## Stated problem
Repeat exactly, and only, the lines from the one holding "Each instance of the brown" through the last line of the records below.
━━━━━━━━━━
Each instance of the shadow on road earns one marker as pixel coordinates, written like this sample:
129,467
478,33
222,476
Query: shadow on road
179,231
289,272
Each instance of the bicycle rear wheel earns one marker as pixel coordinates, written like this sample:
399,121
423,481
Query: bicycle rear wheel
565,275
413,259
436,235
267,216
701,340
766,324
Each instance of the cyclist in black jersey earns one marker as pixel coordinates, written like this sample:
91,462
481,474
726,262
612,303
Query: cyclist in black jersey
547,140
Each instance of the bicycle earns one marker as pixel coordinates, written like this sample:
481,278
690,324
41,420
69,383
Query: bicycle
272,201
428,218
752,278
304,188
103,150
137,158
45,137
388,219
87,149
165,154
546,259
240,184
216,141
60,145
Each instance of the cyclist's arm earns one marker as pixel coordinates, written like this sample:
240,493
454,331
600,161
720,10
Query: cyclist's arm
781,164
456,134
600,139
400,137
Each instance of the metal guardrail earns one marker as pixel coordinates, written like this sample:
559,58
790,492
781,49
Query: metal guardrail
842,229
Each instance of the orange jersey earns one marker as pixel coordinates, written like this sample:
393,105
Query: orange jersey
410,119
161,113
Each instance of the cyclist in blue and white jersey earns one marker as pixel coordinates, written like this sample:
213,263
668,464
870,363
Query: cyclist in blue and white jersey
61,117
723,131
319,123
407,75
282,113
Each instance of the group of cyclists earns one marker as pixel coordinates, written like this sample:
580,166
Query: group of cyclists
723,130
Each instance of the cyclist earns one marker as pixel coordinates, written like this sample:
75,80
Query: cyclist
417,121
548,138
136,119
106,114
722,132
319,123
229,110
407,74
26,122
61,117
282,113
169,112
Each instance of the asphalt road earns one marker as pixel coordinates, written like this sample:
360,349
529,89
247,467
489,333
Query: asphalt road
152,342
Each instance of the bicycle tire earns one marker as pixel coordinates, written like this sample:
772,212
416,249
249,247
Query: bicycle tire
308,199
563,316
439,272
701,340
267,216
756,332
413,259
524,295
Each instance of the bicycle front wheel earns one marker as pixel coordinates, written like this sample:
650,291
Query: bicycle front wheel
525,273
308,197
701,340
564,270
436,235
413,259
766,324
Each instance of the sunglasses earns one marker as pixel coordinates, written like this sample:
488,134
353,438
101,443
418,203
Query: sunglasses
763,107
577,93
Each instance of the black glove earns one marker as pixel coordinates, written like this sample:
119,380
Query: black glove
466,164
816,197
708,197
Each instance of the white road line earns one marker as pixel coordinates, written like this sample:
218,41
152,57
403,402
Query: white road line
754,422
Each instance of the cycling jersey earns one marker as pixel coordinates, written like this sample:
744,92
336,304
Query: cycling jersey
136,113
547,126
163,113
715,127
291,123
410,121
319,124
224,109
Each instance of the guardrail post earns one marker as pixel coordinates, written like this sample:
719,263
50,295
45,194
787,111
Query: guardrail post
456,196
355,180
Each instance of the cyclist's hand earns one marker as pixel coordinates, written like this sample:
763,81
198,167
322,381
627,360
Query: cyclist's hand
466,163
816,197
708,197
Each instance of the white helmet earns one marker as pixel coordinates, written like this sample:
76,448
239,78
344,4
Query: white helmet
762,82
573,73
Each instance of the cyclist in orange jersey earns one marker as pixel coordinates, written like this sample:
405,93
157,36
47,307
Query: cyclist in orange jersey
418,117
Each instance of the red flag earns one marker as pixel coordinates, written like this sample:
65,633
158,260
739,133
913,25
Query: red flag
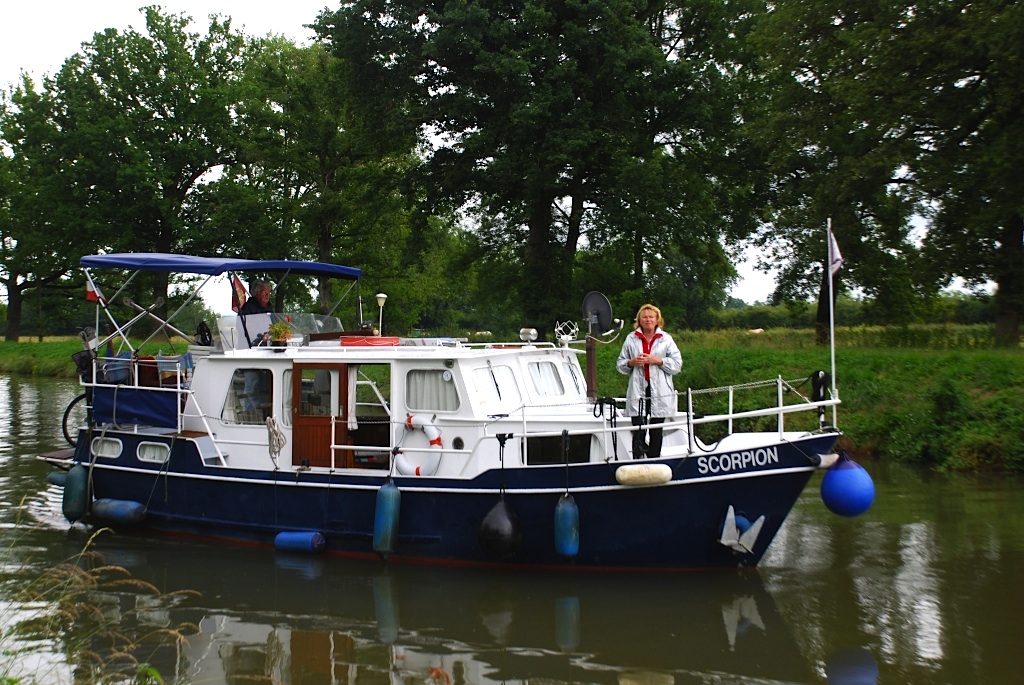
835,258
92,293
238,294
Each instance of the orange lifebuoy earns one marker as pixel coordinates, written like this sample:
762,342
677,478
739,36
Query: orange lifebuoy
421,464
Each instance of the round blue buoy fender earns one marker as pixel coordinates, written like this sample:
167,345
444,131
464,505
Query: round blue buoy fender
119,511
500,536
847,488
386,518
300,541
566,526
75,502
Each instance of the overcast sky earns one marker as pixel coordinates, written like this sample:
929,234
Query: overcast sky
39,35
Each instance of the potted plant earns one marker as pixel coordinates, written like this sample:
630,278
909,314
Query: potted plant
280,332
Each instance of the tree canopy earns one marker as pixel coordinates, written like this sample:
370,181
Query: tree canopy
488,163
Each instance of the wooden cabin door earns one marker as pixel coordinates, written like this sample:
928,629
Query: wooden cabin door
318,400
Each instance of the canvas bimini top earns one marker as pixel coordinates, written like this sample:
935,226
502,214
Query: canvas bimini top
150,261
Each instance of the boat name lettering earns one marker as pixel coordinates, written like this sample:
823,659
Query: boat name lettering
737,461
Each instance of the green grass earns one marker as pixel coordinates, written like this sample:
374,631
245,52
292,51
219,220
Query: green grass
939,396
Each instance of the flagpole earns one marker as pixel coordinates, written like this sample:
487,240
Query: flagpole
832,310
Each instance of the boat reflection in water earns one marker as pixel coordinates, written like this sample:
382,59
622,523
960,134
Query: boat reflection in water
268,616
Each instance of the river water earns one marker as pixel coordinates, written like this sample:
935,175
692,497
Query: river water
924,588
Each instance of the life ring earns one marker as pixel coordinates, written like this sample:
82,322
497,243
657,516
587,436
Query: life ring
421,463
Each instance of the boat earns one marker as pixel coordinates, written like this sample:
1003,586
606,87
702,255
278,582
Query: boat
345,441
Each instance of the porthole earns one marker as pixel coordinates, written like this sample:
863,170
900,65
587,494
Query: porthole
107,447
153,452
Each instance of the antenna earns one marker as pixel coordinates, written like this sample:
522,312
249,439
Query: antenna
597,312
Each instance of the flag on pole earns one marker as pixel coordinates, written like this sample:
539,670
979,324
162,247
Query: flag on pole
835,258
238,294
92,293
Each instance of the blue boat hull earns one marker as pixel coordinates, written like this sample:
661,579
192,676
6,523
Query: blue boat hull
674,525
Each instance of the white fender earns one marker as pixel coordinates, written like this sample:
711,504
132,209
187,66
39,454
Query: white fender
421,463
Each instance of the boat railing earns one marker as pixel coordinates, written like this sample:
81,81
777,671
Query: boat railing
690,419
143,390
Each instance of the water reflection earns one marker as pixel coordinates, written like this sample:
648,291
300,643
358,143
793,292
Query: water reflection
925,588
312,619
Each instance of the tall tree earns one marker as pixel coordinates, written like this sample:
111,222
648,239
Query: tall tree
37,220
830,153
540,110
961,63
144,118
881,111
332,172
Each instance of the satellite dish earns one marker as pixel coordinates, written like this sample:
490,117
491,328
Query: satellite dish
597,312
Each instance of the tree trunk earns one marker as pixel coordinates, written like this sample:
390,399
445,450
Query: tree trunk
1010,283
15,302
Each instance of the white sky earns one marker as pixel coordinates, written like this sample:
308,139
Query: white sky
39,35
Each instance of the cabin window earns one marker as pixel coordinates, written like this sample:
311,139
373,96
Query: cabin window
318,398
496,387
370,387
572,372
546,379
153,452
431,390
286,398
249,397
108,447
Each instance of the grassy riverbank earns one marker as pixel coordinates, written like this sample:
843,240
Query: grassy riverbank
945,405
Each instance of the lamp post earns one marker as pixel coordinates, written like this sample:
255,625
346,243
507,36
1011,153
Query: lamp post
381,299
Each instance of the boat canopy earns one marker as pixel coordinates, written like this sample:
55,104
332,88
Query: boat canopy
151,261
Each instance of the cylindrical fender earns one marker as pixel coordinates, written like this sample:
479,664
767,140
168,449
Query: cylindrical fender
421,463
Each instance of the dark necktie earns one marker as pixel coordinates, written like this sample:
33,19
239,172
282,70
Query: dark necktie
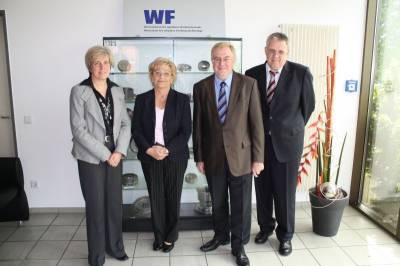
271,86
222,104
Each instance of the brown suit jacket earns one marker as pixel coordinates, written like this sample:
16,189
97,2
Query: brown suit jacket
240,138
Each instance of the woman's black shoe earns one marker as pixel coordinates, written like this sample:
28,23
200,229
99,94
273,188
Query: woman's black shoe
168,248
123,257
157,246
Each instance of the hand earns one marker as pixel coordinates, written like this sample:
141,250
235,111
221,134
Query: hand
━━━━━━━━━━
## Correct output
Each instance of the brown suit jacket earns one marker as pixel coordinates, written like this sample:
16,189
97,2
Query: brown suit jacket
240,138
Each instance of the woman's black shoe earns one marker as pixel coordinates, written like this sample:
28,23
200,229
99,94
273,188
Query: woman's black shoe
168,248
123,257
157,246
Each instance of the hand earns one marker as pixel coordinates, written like this sample:
141,250
235,111
221,134
Query: hand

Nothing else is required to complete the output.